## Text zur Analyse:

○ ○ ○

Mit einer oligopolistischen Struktur und einer umfassenden Regulierung, die für hohe Eintrittsbarrieren sorgt, ist der Pharmagroßhandel nicht gerade prädestiniert für potenzialträchtige Markteintritte. Dass man mit dem richtigen Konzept dennoch eine beeindruckende Wachstumsstory schreiben kann, demonstriert die Medios AG aus Berlin. Und dem Newcomer steht der größte Schub möglicherweise erst noch bevor.
Auf „Specialty-Pharma“-Arzneimittel entfallen etwas mehr als ein Fünftel des Apothekenumsatzes in Deutschland (rd. 47,8 Mrd. Euro in 2015). Dabei handelt es sich um besonders teure Medikationen, die beispielsweise chronische Autoimmun- und Infektionskrankheiten oder Krebs adressieren. Für die fünf führenden Pharmagroßhändler, die zusammen auf einen Marktanteil von ca. 90 % in Deutschland kommen, ist das Segment eher unattraktiv. Die von der Regulierung vorgegebenen Preismechanismen sorgen für geringe Margen, während die nötige Bevorratung eine hohe Kapitalbindung bedingt. Mit einem innovativen Konzept ist Medios in den letzten vier Jahren in die Nische vorgestoßen. Die Berliner bündeln den Bedarf, verhandeln mit den Herstellern attraktive Rabatte (im Rahmen der regulatorischen Grenzen) und können so ihren Kunden bessere Konditionen bieten. Mittlerweile bedient Medios Pharma, eine Tochter der AG, ca. 100 Apotheken und erzielte im letzten Jahr bei einem Umsatz von 127,5 Mio. Euro ein EBIT von 3,9 Mio. Euro.

○ ○ ○

## Bereitgestelltes Material:
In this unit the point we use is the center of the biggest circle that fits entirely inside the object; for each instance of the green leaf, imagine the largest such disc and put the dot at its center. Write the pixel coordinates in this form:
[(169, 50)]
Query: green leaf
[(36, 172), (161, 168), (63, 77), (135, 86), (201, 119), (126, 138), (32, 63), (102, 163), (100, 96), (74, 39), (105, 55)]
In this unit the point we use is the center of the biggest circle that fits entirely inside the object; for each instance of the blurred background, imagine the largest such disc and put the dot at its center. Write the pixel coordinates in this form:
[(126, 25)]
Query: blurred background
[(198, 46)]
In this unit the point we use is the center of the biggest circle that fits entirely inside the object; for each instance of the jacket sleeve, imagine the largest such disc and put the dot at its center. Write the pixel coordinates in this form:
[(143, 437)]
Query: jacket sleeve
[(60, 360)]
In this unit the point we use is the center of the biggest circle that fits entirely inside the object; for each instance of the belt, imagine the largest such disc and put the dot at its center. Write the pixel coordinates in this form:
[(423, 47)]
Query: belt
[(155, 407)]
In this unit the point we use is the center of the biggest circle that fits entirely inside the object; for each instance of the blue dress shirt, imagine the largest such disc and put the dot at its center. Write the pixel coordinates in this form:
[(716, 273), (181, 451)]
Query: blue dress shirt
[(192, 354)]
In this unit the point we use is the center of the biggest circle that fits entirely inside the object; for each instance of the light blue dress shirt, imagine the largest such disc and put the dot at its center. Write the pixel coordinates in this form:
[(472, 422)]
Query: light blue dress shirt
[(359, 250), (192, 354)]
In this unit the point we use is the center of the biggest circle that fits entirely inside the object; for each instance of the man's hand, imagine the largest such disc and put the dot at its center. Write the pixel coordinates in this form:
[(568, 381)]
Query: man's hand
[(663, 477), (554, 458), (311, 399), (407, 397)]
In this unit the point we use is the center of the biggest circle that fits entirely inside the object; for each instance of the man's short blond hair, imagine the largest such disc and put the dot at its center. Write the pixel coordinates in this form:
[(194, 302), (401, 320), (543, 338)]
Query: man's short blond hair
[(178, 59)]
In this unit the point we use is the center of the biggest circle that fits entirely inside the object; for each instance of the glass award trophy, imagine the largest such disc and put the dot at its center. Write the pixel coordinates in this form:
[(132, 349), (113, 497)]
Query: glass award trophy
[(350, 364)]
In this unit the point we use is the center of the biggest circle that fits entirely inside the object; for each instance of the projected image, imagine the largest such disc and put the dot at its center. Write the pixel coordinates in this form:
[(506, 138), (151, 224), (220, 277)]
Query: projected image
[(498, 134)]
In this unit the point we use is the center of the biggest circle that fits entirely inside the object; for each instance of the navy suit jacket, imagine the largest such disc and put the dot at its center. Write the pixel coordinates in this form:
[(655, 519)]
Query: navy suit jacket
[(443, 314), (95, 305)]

○ ○ ○

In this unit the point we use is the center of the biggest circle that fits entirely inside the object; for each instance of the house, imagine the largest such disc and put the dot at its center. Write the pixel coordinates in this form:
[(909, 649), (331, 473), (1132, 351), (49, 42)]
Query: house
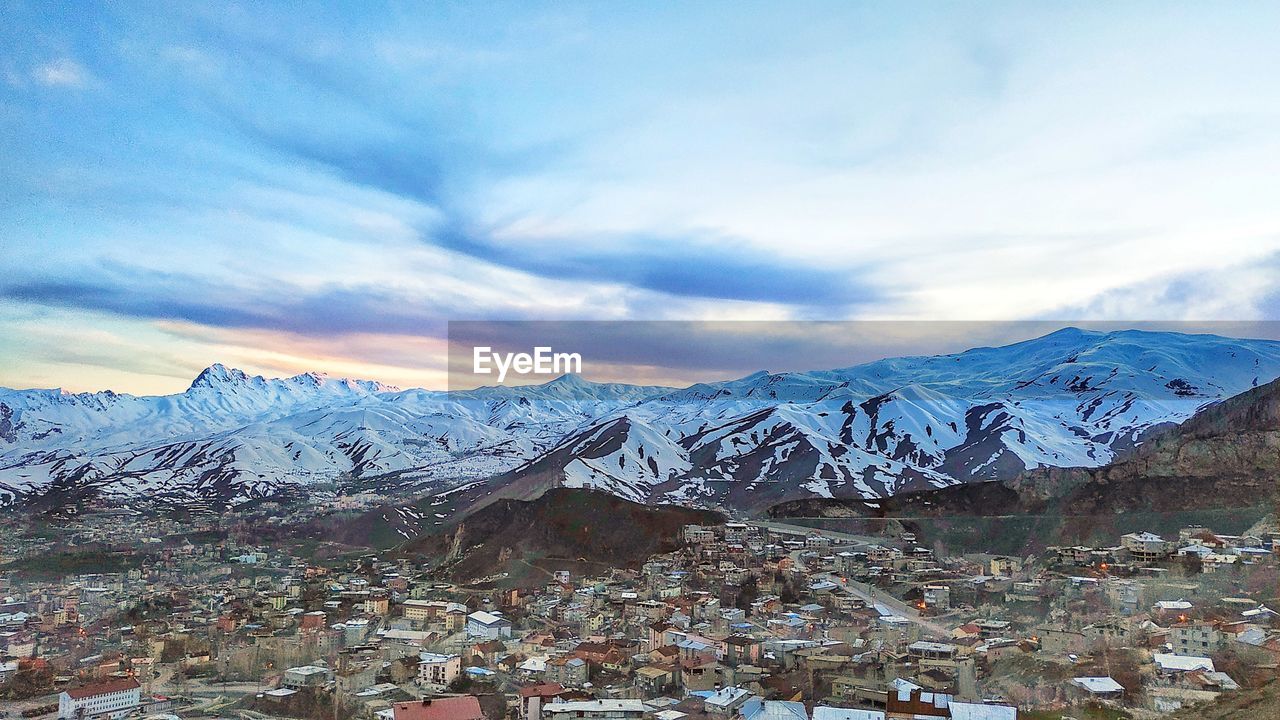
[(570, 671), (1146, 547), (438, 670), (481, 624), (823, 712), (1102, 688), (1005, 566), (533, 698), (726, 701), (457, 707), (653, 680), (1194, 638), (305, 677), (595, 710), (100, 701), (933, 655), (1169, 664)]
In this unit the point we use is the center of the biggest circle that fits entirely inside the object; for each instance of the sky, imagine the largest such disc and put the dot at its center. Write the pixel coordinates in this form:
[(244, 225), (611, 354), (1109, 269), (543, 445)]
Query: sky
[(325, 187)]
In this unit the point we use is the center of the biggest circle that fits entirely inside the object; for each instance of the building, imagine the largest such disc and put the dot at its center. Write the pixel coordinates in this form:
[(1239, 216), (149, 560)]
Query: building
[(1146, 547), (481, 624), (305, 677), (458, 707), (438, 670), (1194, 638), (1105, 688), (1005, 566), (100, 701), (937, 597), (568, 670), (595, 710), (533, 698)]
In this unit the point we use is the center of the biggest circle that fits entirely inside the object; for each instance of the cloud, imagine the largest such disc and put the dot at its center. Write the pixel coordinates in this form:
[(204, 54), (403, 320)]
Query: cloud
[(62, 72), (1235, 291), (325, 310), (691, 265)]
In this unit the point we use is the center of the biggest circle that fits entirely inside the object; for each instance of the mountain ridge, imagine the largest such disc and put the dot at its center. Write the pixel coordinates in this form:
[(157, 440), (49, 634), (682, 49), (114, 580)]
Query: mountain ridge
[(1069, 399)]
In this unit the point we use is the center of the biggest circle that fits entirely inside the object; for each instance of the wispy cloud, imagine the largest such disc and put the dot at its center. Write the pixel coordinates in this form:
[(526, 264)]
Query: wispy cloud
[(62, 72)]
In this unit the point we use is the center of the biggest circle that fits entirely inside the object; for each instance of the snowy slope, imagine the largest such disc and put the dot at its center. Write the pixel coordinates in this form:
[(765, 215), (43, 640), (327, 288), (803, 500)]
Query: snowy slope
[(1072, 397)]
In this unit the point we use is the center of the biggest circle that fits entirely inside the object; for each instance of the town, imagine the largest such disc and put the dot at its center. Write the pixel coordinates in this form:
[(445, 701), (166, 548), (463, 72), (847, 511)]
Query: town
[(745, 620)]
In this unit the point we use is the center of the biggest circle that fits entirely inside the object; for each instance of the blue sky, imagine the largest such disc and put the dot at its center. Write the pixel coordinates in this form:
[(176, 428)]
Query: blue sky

○ ○ ○

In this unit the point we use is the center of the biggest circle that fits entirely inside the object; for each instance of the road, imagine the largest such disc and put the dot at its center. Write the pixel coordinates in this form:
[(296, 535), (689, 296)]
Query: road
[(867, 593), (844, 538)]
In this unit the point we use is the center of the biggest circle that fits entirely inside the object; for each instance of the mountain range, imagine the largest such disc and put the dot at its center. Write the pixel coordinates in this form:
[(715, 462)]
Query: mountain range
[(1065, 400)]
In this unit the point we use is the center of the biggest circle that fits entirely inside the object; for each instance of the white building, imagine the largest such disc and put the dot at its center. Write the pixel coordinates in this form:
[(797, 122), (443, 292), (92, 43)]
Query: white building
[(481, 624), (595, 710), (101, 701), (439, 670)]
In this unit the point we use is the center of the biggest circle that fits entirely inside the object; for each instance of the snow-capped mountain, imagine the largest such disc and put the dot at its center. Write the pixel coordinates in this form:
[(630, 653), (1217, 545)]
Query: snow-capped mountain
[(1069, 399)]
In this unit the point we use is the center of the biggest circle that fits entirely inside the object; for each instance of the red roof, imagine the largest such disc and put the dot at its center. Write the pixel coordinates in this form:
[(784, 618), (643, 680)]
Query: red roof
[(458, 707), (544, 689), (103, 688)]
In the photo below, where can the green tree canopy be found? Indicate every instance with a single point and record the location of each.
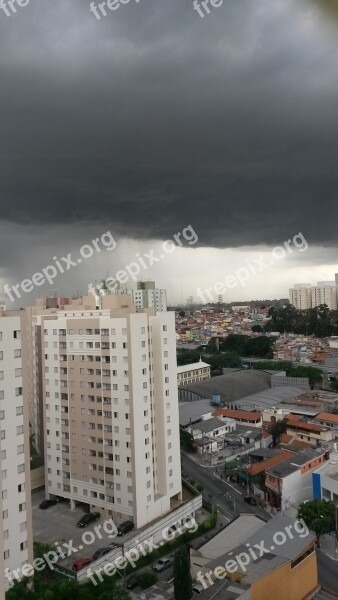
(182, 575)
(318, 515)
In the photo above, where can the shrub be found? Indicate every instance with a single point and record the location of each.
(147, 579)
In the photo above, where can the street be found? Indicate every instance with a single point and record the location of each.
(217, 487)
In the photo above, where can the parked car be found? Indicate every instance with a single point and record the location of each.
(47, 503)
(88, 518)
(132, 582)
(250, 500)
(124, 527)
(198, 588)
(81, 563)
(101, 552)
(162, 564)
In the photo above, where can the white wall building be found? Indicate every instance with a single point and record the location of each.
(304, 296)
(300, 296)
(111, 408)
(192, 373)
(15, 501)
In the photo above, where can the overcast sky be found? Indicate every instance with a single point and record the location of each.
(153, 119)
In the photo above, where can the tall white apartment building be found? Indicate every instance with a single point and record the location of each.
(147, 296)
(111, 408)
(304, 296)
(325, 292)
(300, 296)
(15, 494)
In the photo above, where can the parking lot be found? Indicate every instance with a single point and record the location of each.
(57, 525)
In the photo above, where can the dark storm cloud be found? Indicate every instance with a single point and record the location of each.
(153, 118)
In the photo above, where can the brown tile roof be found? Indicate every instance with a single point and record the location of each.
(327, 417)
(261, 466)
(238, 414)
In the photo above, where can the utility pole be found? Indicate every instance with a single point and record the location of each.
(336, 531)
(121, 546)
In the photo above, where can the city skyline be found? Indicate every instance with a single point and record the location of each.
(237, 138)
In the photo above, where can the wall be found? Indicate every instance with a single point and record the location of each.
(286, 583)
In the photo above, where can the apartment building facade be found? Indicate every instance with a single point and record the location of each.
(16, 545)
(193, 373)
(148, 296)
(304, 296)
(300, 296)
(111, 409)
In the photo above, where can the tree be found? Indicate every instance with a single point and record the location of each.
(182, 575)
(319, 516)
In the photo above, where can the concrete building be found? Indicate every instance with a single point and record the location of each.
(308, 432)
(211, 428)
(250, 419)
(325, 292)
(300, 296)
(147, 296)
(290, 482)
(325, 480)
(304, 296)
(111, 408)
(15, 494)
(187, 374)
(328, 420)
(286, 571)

○ ○ ○

## Arbeitsaufträge:
a) Schreiben Sie aus dem Text über die Medios AG den Abschnitt von „Mit einer oligopolistischen“ bis „erst noch bevor.“ wortgetreu ab.
b) Fassen Sie den Text über die Medios AG in zwei Sätzen zusammen.

## Lösungen im Einzelnen:
a)
Mit einer oligopolistischen Struktur und einer umfassenden Regulierung, die für hohe Eintrittsbarrieren sorgt, ist der Pharmagroßhandel nicht gerade prädestiniert für potenzialträchtige Markteintritte. Dass man mit dem richtigen Konzept dennoch eine beeindruckende Wachstumsstory schreiben kann, demonstriert die Medios AG aus Berlin. Und dem Newcomer steht der größte Schub möglicherweise erst noch bevor.

b) Trotz der hohen Eintrittsbarrieren im oligopolistischen, stark regulierten Pharmagroßhandel ist die Berliner Medios AG in den letzten vier Jahren mit einem innovativen Konzept in die Nische der teuren „Specialty-Pharma“-Arzneimittel vorgestoßen, die für die führenden Großhändler wegen geringer Margen und hoher Kapitalbindung eher unattraktiv ist. Das Unternehmen bündelt den Bedarf und handelt mit den Herstellern Rabatte aus, um seinen Kunden bessere Konditionen zu bieten; die Tochter Medios Pharma bedient inzwischen ca. 100 Apotheken und erzielte im letzten Jahr bei einem Umsatz von 127,5 Mio. Euro ein EBIT von 3,9 Mio. Euro.